## WHAT IS NEEDED
Exactly reproduce the lines from the one holding "Query: flock of pigeons" through the final line of the listing below, with both ends included and nothing else.

(DATA EXTRACT Opens)

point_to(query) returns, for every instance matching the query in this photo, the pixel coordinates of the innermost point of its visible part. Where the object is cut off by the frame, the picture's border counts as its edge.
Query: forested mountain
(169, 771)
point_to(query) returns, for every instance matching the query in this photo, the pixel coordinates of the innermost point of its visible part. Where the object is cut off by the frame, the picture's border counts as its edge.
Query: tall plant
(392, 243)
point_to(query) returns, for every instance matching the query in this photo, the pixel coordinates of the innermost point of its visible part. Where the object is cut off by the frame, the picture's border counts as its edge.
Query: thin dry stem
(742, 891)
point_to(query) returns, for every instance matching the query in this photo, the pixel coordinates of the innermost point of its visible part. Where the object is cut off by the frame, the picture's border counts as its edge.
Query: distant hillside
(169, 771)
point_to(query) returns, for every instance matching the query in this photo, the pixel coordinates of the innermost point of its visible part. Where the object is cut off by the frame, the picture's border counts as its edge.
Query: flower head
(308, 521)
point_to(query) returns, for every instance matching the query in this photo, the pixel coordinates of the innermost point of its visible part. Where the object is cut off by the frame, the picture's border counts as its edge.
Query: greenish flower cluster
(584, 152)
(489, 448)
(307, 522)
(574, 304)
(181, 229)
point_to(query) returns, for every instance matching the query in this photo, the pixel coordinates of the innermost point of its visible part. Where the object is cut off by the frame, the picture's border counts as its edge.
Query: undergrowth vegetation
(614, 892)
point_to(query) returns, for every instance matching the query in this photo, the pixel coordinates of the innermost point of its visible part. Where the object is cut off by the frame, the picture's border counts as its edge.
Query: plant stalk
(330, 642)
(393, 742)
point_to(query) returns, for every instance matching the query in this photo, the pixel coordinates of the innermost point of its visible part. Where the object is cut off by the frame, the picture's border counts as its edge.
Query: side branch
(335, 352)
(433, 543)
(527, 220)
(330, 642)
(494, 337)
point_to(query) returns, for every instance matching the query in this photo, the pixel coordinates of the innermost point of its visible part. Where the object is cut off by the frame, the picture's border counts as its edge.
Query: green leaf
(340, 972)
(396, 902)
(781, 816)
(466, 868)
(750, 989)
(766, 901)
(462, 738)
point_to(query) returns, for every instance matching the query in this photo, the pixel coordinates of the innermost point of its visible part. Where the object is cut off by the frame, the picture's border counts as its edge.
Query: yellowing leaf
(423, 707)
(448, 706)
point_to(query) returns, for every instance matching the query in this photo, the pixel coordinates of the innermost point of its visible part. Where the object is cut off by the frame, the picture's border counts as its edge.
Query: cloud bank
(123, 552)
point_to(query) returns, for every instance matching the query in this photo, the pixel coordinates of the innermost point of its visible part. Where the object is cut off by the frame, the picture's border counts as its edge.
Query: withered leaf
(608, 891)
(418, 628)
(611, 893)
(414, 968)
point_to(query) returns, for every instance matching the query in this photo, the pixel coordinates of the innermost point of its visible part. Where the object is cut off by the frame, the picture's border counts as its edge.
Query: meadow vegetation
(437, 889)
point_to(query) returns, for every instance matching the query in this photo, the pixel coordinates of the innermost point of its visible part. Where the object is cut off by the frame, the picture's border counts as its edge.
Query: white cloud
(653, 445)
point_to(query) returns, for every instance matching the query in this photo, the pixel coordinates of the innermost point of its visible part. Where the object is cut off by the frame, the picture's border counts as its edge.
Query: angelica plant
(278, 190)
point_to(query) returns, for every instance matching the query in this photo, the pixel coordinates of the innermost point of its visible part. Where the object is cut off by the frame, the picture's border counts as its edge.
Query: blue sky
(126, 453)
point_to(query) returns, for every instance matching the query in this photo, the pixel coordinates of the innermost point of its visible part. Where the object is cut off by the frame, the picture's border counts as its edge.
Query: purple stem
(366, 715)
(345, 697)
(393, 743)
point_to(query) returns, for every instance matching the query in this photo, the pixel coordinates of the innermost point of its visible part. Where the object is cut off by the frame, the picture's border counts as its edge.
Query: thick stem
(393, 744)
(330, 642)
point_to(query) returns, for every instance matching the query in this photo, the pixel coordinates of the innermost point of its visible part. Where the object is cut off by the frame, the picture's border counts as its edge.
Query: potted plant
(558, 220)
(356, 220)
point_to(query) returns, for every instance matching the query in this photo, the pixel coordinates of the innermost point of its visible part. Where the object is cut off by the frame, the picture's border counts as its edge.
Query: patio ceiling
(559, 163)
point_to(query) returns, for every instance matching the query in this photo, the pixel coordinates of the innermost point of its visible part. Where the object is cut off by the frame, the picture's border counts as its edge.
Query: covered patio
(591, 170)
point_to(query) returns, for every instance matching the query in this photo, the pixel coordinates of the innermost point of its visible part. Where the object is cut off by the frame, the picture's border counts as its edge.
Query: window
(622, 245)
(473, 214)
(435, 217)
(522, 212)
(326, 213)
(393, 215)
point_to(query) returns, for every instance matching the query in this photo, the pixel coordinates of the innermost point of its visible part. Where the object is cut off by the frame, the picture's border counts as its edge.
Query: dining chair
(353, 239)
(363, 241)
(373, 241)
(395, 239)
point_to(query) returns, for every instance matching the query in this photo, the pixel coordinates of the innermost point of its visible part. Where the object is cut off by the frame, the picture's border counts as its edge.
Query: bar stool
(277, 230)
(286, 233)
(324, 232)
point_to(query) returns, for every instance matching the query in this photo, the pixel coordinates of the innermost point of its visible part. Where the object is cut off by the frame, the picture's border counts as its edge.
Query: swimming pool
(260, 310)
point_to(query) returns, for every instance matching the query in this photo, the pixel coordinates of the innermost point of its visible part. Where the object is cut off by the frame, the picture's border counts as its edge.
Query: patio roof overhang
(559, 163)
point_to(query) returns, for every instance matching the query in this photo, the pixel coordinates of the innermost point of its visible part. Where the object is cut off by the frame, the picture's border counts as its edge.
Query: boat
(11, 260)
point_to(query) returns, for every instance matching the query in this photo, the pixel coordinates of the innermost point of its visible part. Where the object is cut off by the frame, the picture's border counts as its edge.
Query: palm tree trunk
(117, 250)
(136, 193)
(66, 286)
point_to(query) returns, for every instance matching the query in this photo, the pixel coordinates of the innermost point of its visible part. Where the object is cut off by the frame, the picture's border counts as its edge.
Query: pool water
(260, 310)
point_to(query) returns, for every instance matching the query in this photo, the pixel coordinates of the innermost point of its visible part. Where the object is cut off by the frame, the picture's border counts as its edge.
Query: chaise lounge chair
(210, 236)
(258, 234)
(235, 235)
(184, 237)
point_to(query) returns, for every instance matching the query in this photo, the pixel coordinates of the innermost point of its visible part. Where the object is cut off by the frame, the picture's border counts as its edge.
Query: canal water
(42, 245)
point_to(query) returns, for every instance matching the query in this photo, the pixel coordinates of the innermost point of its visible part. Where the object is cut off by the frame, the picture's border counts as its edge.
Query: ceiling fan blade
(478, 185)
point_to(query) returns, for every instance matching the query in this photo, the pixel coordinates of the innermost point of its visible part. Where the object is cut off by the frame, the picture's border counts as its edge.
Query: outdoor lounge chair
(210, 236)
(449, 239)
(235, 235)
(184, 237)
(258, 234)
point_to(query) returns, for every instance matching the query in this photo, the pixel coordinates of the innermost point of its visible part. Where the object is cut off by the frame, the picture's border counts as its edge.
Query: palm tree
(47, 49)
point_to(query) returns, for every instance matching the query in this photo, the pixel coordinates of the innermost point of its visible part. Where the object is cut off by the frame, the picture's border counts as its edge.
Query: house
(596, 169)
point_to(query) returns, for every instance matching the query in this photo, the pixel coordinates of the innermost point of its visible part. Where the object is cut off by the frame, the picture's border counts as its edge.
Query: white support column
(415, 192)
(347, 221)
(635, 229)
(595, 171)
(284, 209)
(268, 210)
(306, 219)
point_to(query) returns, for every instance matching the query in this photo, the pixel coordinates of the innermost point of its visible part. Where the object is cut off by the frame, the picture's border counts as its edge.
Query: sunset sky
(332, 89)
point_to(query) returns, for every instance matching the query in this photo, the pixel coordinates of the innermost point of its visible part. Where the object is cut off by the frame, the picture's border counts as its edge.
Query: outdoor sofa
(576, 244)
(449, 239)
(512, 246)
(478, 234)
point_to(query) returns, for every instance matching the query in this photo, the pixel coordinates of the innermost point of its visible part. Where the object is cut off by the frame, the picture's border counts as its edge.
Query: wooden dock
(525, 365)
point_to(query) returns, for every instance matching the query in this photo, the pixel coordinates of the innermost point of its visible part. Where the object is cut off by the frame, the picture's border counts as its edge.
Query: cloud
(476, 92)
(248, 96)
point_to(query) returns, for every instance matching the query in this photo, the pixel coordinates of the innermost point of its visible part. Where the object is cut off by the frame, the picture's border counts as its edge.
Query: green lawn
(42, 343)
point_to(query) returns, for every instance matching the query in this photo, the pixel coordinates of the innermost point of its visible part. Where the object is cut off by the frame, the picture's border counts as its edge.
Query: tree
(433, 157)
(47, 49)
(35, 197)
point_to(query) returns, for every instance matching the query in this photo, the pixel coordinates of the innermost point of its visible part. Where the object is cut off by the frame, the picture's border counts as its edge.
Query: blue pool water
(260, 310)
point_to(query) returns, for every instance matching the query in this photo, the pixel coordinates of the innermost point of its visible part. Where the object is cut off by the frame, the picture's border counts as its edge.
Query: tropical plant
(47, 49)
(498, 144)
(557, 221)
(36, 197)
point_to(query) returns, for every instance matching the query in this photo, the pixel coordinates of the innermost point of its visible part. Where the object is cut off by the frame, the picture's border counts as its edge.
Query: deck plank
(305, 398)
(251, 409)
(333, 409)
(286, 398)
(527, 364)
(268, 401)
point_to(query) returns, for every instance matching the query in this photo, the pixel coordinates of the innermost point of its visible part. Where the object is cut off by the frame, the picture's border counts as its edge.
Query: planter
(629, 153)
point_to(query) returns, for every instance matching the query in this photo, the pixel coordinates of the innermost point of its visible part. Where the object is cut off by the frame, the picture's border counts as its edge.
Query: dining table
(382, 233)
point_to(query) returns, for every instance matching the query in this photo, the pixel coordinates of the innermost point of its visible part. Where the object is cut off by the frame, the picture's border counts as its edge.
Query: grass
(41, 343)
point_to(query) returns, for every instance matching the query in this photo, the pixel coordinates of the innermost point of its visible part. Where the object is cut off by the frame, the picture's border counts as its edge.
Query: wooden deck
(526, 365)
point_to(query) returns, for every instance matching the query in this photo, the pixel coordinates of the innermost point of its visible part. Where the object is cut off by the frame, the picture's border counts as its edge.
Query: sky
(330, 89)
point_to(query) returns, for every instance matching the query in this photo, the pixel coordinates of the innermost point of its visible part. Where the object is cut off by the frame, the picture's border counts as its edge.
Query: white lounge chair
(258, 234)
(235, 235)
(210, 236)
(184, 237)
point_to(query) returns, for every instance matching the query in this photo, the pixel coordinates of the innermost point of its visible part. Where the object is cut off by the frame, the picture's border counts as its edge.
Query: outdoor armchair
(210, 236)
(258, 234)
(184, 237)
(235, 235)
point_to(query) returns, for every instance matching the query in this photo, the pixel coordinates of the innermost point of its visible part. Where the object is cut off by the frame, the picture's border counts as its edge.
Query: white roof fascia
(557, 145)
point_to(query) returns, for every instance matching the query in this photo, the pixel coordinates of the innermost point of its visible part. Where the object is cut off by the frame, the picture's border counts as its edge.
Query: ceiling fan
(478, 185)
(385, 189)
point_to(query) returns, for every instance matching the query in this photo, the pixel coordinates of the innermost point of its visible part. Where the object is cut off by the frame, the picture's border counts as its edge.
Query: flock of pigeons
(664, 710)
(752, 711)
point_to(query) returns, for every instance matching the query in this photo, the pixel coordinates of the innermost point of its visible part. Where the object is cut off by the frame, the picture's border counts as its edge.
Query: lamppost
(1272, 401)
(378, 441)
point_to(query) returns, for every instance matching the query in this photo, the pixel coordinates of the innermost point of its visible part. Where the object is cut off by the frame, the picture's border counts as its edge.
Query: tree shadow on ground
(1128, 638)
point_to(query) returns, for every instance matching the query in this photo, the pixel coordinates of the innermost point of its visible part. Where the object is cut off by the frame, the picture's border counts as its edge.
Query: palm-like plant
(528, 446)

(DATA EXTRACT Closes)

## RESPONSE TO THIS EXERCISE
Query: flock of pigeons
(664, 710)
(752, 711)
point_to(query) returns, for every instance matching the query in this photo, the pixel coordinates of the innermost point of its visible part. Where the object is cut off by the frame, the picture's border counts as its edge.
Query: lamppost
(1272, 401)
(378, 441)
point_to(query) returns, for every instance matching the query in this photo, the pixel coordinates of the innermost point of its visible part. Where the object is cut off by the frame, the picture's border counts as its edge.
Query: tree shadow on ground
(1128, 638)
point_to(query) returns, for every instance matching the query in this photo, the pixel coordinates of the innermost point of its visible part. Where the object is cut off by the frame, the picture's border counts as its edge.
Query: palm-like plant
(528, 446)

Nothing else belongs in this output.